Challenge: Revise the entries below so that every "grassy bank" reads "grassy slope", with nothing else changed. Omit the pictures from your answer.

START Records

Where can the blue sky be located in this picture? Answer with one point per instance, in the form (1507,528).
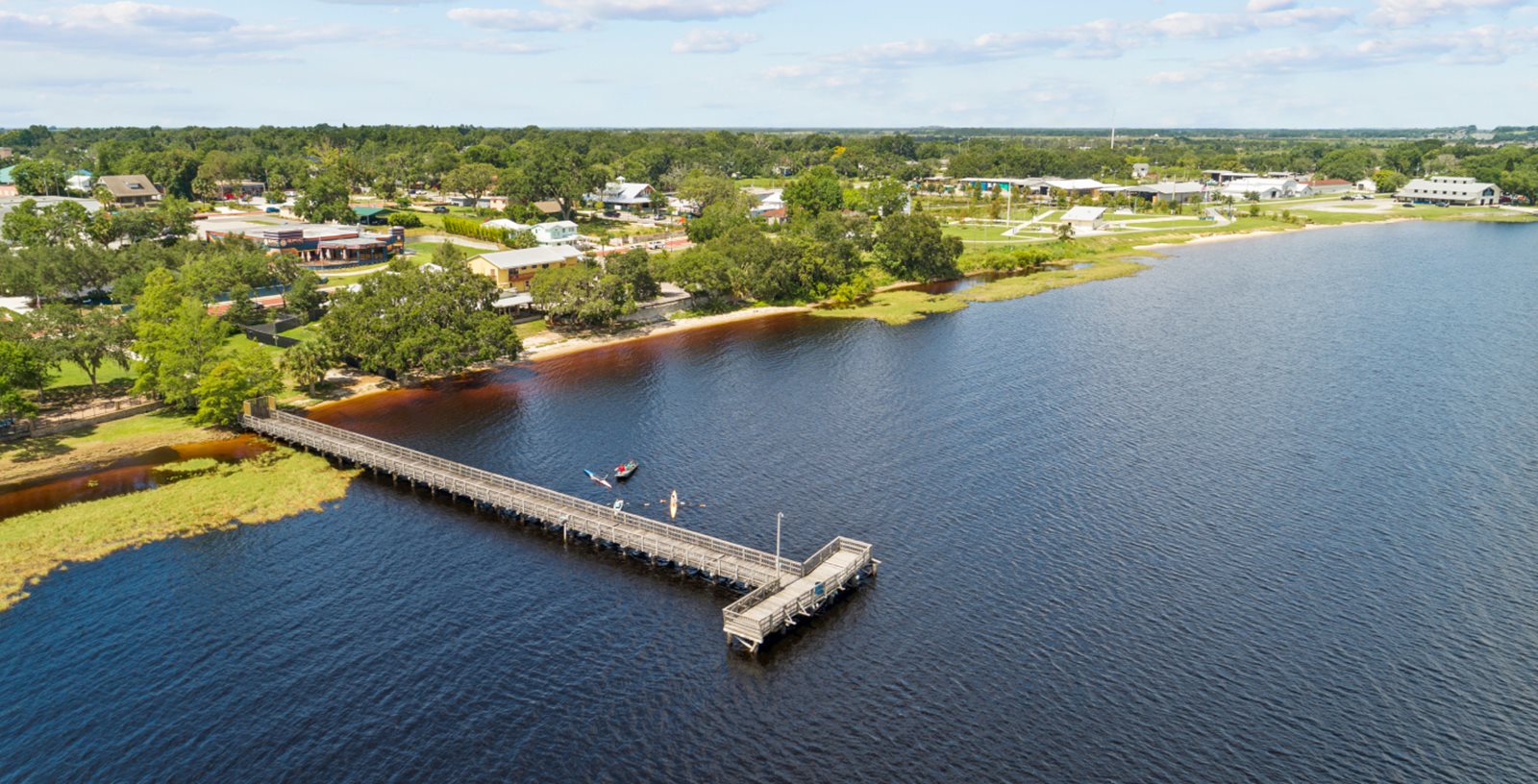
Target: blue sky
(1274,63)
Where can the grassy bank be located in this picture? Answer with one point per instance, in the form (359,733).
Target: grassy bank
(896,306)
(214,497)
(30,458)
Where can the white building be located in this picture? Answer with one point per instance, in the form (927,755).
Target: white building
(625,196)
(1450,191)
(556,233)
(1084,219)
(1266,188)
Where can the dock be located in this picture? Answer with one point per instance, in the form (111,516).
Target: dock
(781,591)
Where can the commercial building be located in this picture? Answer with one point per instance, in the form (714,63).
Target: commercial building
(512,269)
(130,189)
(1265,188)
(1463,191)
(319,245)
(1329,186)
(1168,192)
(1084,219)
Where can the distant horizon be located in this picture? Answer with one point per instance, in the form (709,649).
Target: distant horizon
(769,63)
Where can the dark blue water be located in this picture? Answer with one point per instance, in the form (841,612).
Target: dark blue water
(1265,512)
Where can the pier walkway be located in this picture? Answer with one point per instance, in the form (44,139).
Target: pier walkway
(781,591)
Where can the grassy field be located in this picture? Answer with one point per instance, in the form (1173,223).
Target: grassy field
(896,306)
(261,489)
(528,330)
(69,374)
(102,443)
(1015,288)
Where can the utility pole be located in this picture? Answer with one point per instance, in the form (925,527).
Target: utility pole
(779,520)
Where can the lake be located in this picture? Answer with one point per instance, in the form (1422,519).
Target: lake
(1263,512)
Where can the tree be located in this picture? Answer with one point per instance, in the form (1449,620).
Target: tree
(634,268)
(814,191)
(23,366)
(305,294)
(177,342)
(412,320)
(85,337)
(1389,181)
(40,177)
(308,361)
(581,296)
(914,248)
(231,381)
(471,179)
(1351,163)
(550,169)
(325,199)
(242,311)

END Records

Answer to the exercise:
Where can the blue sky be located in this picture? Answer with one point per instance, in the form (1507,528).
Target: blue sky
(1274,63)
Where can the grassy slope be located in this picture? Answer with one point per instance, in the form (359,733).
Target: grassy slope
(896,306)
(214,497)
(30,458)
Where can the white building be located in this picture? Answer with one point per instance, in the form (927,755).
Target: white building
(625,196)
(1450,191)
(556,233)
(1084,219)
(1266,188)
Where can the dock be located in this picture? Answer with one point per instance, in the form (111,516).
Target: dock
(781,591)
Where can the commercial building be located in this picture? Answer with one point per instance, in the form (714,63).
Target: commercial building
(512,269)
(130,189)
(1265,188)
(1463,191)
(319,245)
(1329,186)
(1168,192)
(1084,219)
Where can the distant horizon be located in this picture? Answer with one point per instance, in the form (709,649).
Target: distant horizon
(769,63)
Where can the dark blue water be located in this picture? Answer with one point per instance, in the form (841,612).
Target: dark blue water
(1265,512)
Where can the pier walkway be located in this picture? Answer with one point per instance, in the form (44,139).
Target: pier walkway
(781,591)
Where can the grassy field be located in this picture? Answer with one point per instance, in the form (1173,223).
Target: grassy field
(896,306)
(261,489)
(528,330)
(69,374)
(102,443)
(1015,288)
Where can the utility pole be located in this picture? Answer with one point per instance, in the form (925,527).
Target: utility pole
(779,520)
Where can the lake be located in this picture? Answer with one point per instance, in the form (1422,519).
Target: lake
(1263,512)
Where can the tree be located in this picture? Answer with one point per instance, in the form (1449,620).
Target: tree
(634,268)
(814,191)
(23,366)
(305,294)
(177,342)
(412,320)
(85,337)
(1389,181)
(40,177)
(308,361)
(581,296)
(914,248)
(231,381)
(471,179)
(1351,163)
(550,169)
(325,199)
(242,311)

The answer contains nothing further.